| Excerpt |
Earlier I mentioned the little details make the big difference. After our morning on Shell Island we headed back to port. On our way back Captain Ryan noticed a group of jet skis slowly maneuvering near the shore. He took the time to swing over by the jet skis because his experience told him the people on the jet skis were viewing dolphins. As we pulled close we saw at least four dolphins swimming near the shore and feeding. Captain Ryan worked hard to get me in position for a photo of the dolphins. Trying to get a photo of a dolphin breaching is like playing “whack-a-mole.” By the time I got the camera in position and focused, they were gone. Captain Ryan was more than patient as we tried to get a good photo, which I never was really able to do.

After what I thought was a full morning of shelling and dolphin sightseeing, Captain Ryan had one more surprise for us. He slowly cruised along the shore just up from the dolphin sighting where he noticed some shore birds. We watched the beautiful Roseate Spoonbills feeding in the water. Captain Ryan graciously maneuvered the boat, again working to get some photos of those beautiful birds.

| Dataset |
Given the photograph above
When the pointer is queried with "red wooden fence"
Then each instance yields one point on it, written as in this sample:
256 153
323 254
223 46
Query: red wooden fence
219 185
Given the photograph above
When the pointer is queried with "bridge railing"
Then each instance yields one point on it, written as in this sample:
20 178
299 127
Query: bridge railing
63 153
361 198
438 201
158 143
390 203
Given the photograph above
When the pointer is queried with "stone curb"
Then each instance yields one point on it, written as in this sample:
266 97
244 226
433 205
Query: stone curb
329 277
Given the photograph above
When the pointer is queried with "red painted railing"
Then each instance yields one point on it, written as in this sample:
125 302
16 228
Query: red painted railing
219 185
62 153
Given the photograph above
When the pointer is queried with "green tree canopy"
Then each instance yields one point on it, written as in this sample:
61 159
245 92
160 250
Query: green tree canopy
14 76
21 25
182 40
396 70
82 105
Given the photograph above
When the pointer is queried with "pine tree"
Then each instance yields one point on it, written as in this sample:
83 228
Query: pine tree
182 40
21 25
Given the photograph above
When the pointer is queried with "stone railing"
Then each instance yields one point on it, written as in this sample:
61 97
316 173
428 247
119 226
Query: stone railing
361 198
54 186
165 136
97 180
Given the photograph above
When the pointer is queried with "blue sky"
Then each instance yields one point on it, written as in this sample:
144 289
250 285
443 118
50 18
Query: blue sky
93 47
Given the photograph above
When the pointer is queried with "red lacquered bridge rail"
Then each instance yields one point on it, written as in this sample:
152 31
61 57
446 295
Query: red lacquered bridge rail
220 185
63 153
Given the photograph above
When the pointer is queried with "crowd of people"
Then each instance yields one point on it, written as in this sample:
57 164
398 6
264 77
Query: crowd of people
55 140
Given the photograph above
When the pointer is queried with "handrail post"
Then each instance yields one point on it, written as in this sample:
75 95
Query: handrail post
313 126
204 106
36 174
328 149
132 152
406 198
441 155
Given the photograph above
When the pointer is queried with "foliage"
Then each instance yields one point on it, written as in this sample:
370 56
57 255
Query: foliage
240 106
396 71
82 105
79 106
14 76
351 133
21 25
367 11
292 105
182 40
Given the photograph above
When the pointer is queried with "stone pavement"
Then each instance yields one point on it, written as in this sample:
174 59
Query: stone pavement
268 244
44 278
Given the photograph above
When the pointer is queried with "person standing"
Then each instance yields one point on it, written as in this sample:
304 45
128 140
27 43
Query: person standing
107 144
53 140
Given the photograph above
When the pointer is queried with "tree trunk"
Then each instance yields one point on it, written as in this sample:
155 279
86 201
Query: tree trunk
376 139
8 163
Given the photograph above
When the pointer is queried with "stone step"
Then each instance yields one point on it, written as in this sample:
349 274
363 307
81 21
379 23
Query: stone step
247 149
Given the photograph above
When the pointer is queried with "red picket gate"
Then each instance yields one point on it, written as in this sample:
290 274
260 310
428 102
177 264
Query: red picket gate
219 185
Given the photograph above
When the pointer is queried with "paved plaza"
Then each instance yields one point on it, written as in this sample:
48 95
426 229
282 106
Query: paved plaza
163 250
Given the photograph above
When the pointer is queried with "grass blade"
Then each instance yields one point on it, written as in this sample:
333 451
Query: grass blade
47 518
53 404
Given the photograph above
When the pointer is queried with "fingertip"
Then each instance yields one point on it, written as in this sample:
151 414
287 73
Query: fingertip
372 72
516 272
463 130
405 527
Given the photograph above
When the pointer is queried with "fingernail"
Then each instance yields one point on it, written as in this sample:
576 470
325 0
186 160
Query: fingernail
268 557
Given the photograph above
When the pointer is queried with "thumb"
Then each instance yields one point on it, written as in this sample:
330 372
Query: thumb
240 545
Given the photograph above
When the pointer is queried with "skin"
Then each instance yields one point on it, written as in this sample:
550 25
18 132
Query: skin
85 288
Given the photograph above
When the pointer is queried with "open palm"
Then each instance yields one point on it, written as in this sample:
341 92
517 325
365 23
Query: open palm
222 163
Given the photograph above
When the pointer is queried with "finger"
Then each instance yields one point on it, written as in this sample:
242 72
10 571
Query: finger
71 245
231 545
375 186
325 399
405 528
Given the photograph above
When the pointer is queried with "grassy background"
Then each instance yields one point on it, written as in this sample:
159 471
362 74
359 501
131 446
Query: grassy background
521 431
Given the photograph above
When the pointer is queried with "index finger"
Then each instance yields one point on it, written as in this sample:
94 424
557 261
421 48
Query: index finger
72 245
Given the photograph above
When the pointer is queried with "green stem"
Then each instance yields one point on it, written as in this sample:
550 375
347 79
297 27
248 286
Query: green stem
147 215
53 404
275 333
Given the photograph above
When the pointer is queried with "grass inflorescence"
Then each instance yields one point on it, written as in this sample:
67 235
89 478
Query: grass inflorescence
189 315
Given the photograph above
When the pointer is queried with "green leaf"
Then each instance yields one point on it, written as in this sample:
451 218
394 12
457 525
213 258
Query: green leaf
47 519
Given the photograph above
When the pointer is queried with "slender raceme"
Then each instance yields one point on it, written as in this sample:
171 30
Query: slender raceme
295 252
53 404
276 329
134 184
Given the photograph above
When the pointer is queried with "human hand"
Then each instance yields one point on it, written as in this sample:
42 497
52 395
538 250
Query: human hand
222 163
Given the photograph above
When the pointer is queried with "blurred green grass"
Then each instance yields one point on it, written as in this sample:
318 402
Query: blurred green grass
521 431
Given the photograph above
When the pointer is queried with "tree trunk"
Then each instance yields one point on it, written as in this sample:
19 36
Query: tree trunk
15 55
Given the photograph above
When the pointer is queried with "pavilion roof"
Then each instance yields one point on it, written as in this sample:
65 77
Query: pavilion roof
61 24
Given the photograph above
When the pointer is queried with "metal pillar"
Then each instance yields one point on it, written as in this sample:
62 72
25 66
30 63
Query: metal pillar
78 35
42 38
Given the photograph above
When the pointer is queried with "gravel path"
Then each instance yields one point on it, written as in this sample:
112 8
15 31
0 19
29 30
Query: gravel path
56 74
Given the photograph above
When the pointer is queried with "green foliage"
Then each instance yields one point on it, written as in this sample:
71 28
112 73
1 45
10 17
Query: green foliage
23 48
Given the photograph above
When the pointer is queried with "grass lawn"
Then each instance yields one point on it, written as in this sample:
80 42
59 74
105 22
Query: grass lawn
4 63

| Activity list |
A: In the boat trip excerpt, what kind of birds did the group watch feeding in the water?
B: Write out the boat trip excerpt again, starting with "Earlier I mentioned" and going on through "able to do.", and replace "jet skis" with "kayaks".

| Results of the exercise |
A: Roseate Spoonbills

B:
Earlier I mentioned the little details make the big difference. After our morning on Shell Island we headed back to port. On our way back Captain Ryan noticed a group of kayaks slowly maneuvering near the shore. He took the time to swing over by the kayaks because his experience told him the people on the kayaks were viewing dolphins. As we pulled close we saw at least four dolphins swimming near the shore and feeding. Captain Ryan worked hard to get me in position for a photo of the dolphins. Trying to get a photo of a dolphin breaching is like playing “whack-a-mole.” By the time I got the camera in position and focused, they were gone. Captain Ryan was more than patient as we tried to get a good photo, which I never was really able to do.